Фрагмент документа:
___

Кроме того, и Пушкин, и Фрейганг читали одни и те же книги — от античных корифеев до модных писателей современности. Поэтому они помещали все увиденное в широкий контекст мировой культуры. А живой и ясный язык писем Фредерики пусть и недотягивает до пушкинской прозрачности и совершенного лаконизма, но ничуть не похож на жеманное дамское рукоделье. У ее писем — крепкая конструкция, надежный логический каркас. В сочетании с продуманной точностью характеристик и тщательным отбором живописных деталей весь эпистолярный цикл производит сильное впечатление на читателя, оставляя смешанное послевкусие романтической приподнятости и реалистической трезвости.
Отечественная война 1812 года задержала выход книги Фредерики Фрейганг, а ее саму — на Кавказе. В сентябре умирает во младенчестве младшая дочь — ее похоронят в Георгиевске. В последнем, 62-м письме от 18 января 1815 года, написанном Фредерикой уже из послевоенной Москвы, она говорит о разгроме наполеоновской армии: «Россия и вся Европа спасены».

___

Данные:
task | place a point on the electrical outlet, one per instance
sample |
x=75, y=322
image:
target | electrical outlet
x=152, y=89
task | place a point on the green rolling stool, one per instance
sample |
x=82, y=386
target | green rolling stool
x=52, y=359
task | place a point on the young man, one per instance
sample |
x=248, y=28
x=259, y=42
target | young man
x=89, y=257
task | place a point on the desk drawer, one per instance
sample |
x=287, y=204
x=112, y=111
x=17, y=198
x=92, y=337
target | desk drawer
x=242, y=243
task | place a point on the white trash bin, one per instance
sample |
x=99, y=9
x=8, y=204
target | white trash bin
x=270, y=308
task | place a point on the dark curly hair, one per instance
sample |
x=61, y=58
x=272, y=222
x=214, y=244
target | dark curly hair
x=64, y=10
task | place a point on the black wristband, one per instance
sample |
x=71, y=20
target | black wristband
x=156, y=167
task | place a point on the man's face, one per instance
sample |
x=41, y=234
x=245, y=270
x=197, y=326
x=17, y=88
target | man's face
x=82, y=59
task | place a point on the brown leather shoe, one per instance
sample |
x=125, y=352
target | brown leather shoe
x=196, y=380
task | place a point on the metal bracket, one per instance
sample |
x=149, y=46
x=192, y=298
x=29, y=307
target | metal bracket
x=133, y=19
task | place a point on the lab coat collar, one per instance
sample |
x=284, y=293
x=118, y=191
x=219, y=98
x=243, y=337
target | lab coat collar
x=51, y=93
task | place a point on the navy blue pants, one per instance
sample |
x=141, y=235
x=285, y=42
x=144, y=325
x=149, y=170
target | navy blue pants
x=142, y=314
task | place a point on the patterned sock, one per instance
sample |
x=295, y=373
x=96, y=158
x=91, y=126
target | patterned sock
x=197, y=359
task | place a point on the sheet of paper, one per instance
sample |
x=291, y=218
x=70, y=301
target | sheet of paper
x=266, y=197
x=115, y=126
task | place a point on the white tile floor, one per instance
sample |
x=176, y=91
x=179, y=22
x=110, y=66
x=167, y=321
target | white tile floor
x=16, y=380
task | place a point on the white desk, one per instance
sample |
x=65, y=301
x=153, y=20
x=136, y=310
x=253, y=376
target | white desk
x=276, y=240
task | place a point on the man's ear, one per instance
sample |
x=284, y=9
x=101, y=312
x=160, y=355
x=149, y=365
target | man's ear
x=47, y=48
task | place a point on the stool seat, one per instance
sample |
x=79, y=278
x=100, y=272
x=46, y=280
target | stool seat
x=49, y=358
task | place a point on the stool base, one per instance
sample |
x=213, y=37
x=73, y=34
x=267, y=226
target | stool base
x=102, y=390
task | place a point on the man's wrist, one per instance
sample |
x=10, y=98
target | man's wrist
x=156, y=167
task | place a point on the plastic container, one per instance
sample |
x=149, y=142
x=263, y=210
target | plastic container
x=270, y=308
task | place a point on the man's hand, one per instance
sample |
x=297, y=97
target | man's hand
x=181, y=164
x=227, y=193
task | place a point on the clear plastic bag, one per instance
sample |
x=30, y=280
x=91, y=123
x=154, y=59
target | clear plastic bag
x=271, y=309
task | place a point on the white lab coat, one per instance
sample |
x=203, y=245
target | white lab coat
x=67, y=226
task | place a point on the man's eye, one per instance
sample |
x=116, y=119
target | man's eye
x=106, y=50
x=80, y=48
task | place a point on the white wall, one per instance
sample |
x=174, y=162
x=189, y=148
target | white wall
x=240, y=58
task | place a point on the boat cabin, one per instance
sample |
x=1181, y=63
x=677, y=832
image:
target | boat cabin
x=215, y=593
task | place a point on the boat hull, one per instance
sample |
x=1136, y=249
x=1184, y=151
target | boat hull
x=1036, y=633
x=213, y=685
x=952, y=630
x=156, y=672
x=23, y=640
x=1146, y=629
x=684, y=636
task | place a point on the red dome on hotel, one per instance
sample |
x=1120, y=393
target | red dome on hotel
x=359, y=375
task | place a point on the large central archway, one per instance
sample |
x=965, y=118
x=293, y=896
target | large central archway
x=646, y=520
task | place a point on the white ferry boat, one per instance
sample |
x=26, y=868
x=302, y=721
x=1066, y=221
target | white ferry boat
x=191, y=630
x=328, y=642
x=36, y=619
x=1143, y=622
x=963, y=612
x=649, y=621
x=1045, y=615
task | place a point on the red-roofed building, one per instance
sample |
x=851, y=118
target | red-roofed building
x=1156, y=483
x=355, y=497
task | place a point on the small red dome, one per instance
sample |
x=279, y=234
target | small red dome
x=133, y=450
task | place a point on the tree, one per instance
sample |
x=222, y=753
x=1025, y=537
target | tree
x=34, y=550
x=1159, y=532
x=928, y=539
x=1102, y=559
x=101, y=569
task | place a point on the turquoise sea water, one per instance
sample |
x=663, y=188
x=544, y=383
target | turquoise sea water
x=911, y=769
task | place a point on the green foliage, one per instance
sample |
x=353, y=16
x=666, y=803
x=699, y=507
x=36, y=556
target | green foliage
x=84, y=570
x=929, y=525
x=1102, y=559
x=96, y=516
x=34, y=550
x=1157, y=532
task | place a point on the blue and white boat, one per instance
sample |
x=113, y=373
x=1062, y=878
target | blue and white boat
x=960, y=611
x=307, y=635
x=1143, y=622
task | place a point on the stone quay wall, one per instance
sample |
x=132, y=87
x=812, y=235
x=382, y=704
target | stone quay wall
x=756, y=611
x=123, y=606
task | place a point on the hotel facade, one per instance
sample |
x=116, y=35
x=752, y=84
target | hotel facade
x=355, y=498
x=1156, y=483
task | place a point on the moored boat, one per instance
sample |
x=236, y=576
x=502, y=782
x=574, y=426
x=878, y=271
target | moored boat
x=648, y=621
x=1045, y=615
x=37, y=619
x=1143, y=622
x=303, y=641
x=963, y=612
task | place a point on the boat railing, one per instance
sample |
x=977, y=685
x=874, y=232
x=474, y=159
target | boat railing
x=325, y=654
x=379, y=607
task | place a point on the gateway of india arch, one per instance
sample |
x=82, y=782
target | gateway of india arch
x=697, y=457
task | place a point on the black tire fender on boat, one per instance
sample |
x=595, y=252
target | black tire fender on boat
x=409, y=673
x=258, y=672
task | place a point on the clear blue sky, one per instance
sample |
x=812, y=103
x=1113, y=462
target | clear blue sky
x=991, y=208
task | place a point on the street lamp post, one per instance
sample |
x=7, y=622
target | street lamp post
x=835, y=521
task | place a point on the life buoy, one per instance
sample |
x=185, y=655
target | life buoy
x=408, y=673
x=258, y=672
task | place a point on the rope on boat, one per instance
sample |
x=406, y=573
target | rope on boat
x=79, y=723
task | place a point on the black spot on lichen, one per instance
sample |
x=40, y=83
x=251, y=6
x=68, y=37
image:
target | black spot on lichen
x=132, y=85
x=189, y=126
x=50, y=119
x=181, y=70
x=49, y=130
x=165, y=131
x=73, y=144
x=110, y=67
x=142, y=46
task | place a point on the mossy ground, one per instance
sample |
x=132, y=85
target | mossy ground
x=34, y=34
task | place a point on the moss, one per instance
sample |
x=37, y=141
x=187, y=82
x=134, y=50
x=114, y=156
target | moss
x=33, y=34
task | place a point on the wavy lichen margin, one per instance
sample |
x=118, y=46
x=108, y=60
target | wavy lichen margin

___

Задания:
1. Какой датой помечено последнее, 62-е письмо согласно фрагменту о письмах Фредерики Фрейганг?
2. Подхватите фрагмент о письмах Фредерики Фрейганг после его последнего предложения и напишите продолжение.

Ответы по пунктам:
1. 18 января 1815 года.

2.
Она вернулась домой, а ее письма были изданы отдельной книгой на французском языке и вышли первоначально в Гамбурге. «Освобожденная Европа» прочитала Lettressurle Caucaseetla Georgie («Письма о Кавказе и Грузии») с большим увлечением. Здесь было все — и описание экзотических краев, и необыкновенные характеры, и удивительные приключения, и научные сведения, и простор для размышлений. Если за 200 лет до Фрейганг иностранцы знали о Кавказе только то, что это «высокая гора, на которой растет много перечных деревьев», то теперь их взору предстала целая страна с миллионом жителей, подробно описанная, наполненная звуками и красками и ждущая новых исследователей. Книга не раз переиздавалась, ее читали в Петербурге, Лондоне и Париже, но каждый раз — на языке оригинала, то есть на французском. И только в 50-х годах прошлого века по просьбе страстного библиофила, доцента СОГУ Валентины Круглиевской выбранные места из книги перевел местный художник Владимир Лермонтов. Записки представляли большой научный интерес — и за их русскоязычный вариант с увлечением принялись литературоведы, историки, этнографы. И даже сегодня, когда накопился огромный корпус исследовательских текстов о Кавказе, значение писем Фредерики Фрейганг не померкло. Ведь именно она — верная супруга и добродетельная мать — впервые рассказала миру о кавказских пленниках, а ее подробные и занимательные эпистолы стали предвестием реалистического очерка, знамя которого позже подхватят ее великие соплеменники-мужчины: Пушкин, Толстой и Чехов.